Task details:
Name every ingredient in the salmon and tomato tart recipe.

──────── Text to read ────────

Salmon and Tomato Tart, with pesto and mozarella cheese, is an easy and tasty midweek supper dish for family or friends, using ready-made puff pastry.
Prep Time30 mins
Cook Time45 mins
Total Time1 hr 15 mins
Course: Supper
Cuisine: British
Keyword: midweek dinner, puff pastry, salmon
Servings: 4 generous portions
Author: [email protected] Cooks


  • 320 g pack of ready-rolled puff pastry
  • 3 tablespoons pesto rounded tbsps, 90ml or 1/3 cup
  • 1 tablespoon tomato puree, rounded tbsp (30ml)
  • 3 salmon fillets, approx 300g/10oz skinned
  • 300 g cherry tomatoes
  • 125 g mozzarella cheese
  • Small bunch fresh herbs, e.g. tarragon
  • 1 tablespoon olive oil (15ml)



  • Preheat the oven to 200°C/180°C fan/gas mark 6/400°F

While the oven's heating:

  • Grease the baking sheet or line with Magic Liner or a silicone baking mat
  • Mix the pesto and tomato puree together
  • Wash the tomatoes

For the Salmon and Tomato Tart

  • Put the salmon fillets in a baking dish and cook for 10 minutes.

──────── Collected material ────────

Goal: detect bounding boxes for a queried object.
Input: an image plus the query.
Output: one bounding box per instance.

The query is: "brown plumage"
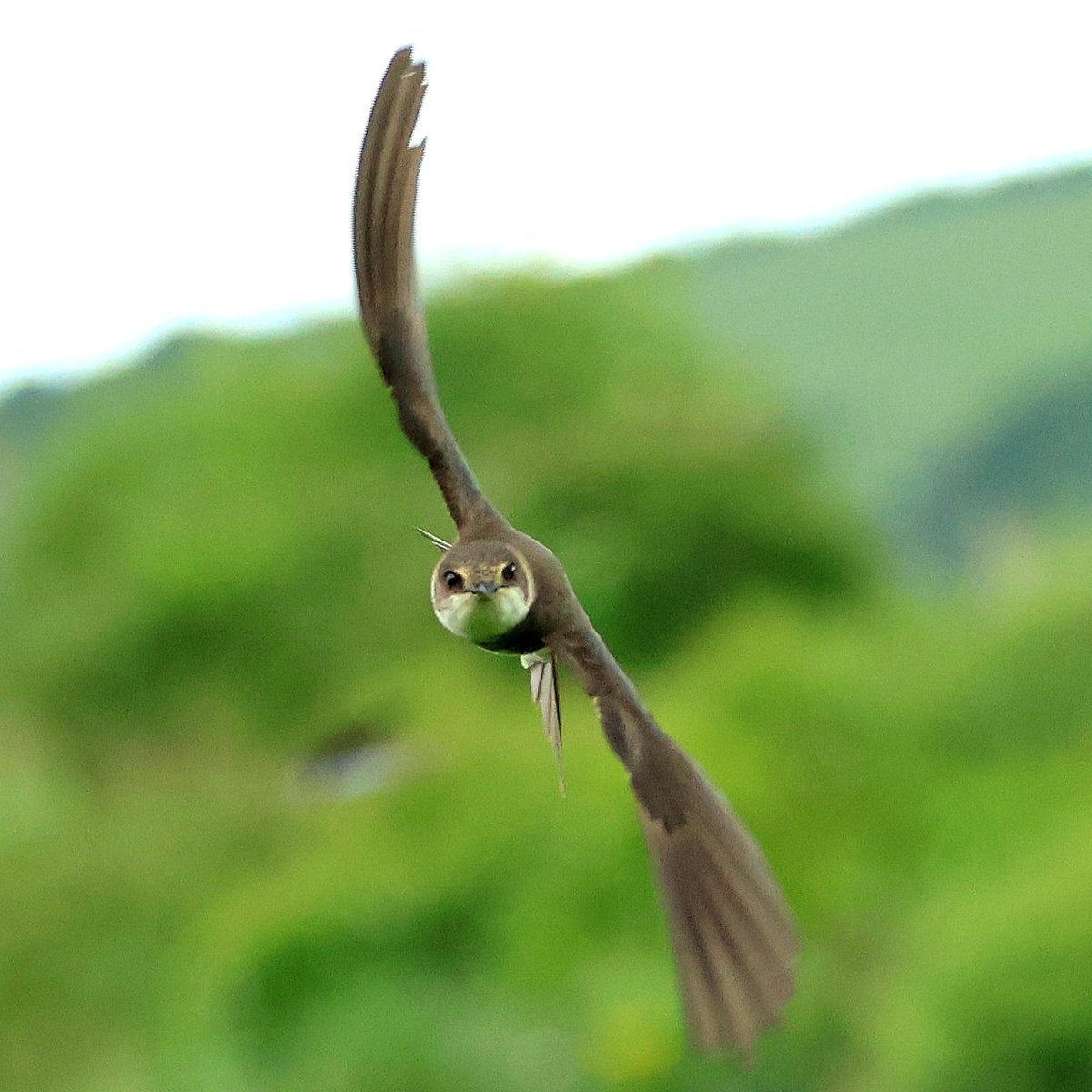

────────

The answer:
- Ready-rolled puff pastry
- Pesto
- Tomato puree
- Salmon fillets
- Cherry tomatoes
- Mozzarella cheese
- Fresh herbs (e.g., tarragon)
- Olive oil